- CONSIGNES:
1. Indiquez si chacune des affirmations suivantes s'accorde avec le texte d'étude, en répondant par oui ou par non et en citant les mots décisifs du texte. (a) En 2015, les emplois d'encadrement supérieur et dirigeant de la fonction publique d'État ont été renouvelés à hauteur de 32 %. (b) La première promotion de l'INSP, en 2022, comptait 22 % de femmes. (c) La proportion de femmes est plus élevée dans la catégorie A+ que dans la catégorie A.
2. Résumez en une phrase le paragraphe du texte d'étude qui commence par « Le vivier de candidates existe indéniablement », sans en perdre les faits principaux.
3. D'après le texte d'étude, pourquoi un taux élevé de primo-nominations féminines peut-il rester sans effet durable sur le stock ? Répondez en une à trois phrases.

- TEXTE D'ÉTUDE:
####
En 2015, les emplois d'encadrement supérieur et dirigeant de la fonction publique d'État n'ont été renouvelés qu'à hauteur de 32 % dont 14 % par des personnes primo-nommées (au sein desquelles 33 % de femmes). En revanche, en 2019 et 2020 le taux de renouvellement était de respectivement 38 et 36 % dont 16 et 18 % de personnes primo-nommées (au sein desquelles 37 et 43 % de femmes), permettant dès lors au dispositif d'avoir un impact sur la féminisation de ces emplois : la proportion de femmes en fonctions a augmenté de deux points entre 2018 et 2019, puis de deux points entre 2019 et 2020.

En outre, les résultats de primo-nominations peuvent varier fortement d'une année sur l'autre, comme ce fut le cas entre 2013 et 2019, limitant donc leur impact sur la féminisation du stock.

b) Les femmes nommées ne restent pas nécessairement en fonctions

Certaines femmes nommées sur des postes à responsabilité peuvent ne pas rester, par la suite, en fonctions sur ces postes. Si de nouvelles femmes sont nommées à ces postes, le taux de primo-nominations féminines reste élevé sans effet durable ou démultiplicateur sur le stock.

Corinne Desforges, vice-présidente de Femmes de l'Intérieur , inspectrice générale de l'administration, a par exemple souligné devant la délégation l'existence de ce phénomène dans la préfectorale : « Lorsqu'une femme prend un poste, elle compte pour une. Si elle part et est remplacée par une autre femme, celle-ci compte aussi pour une. Les stocks augmentent lentement mais il est compliqué de mesurer combien de temps les femmes restent en poste. Elles occupent généralement un ou deux postes, puis s'en vont après avoir constaté les contraintes de disponibilité, de visibilité, de mobilité. Elles sont remplacées par d'autres femmes, ce qui répond aux quotas de flux de la loi Sauvadet. Dans le même temps, le stock disparaît . »

c) La composition initiale des viviers des emplois concernés par le dispositif importe

Si le vivier des candidats éligibles aux emplois est trop peu féminisé, les quotas peuvent manquer d'efficacité à court terme.

Le vivier de candidates existe indéniablement et le nombre de femmes au sein des grandes écoles de service public a augmenté de façon continue. Ainsi, alors que l'École nationale d'administration (ENA) comptait 22 % de femmes en 1996, la première promotion de l'Institut national du service public (INSP) en 2022 comptait 44 % de femmes.

Cependant, l'écart de vingt points entre la proportion de femmes au sein de la catégorie A (65 %) et celle de la catégorie A+ (42 %), qui constitue le vivier naturel pour les postes d'encadrement, interroge.
####
- EXTRAITS DE DONNÉES:

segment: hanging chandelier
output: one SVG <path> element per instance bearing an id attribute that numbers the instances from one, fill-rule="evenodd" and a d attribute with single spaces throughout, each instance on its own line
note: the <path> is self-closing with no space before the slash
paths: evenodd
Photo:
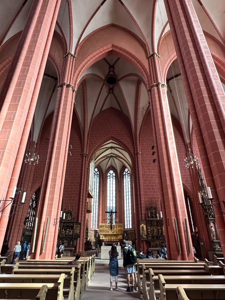
<path id="1" fill-rule="evenodd" d="M 25 155 L 24 160 L 25 164 L 28 162 L 29 165 L 32 163 L 33 163 L 34 165 L 36 164 L 38 164 L 39 161 L 39 155 L 36 153 L 36 147 L 34 146 L 32 150 L 28 150 L 28 153 L 26 153 Z"/>
<path id="2" fill-rule="evenodd" d="M 187 153 L 187 157 L 184 160 L 185 162 L 185 166 L 186 168 L 190 167 L 193 169 L 194 166 L 195 165 L 196 168 L 199 164 L 198 159 L 194 155 L 194 150 L 191 150 L 188 149 L 188 152 Z"/>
####
- CORRIGÉ:
1.
(a) Oui : « n'ont été renouvelés qu'à hauteur de 32 % ».
(b) Non : « la première promotion de l'Institut national du service public (INSP) en 2022 comptait 44 % de femmes ».
(c) Non : « la proportion de femmes au sein de la catégorie A (65 %) et celle de la catégorie A+ (42 %) ».

2. Le vivier de candidates existe bien, puisque la part de femmes dans les grandes écoles de service public a augmenté de façon continue : 22 % à l'ENA en 1996, puis 44 % dans la première promotion de l'INSP en 2022.

3. Certaines femmes nommées sur des postes à responsabilité ne restent pas ensuite en fonctions sur ces postes. Si d'autres femmes y sont nommées à leur place, le taux de primo-nominations féminines reste élevé, mais le stock n'en bénéficie ni durablement ni de façon démultipliée.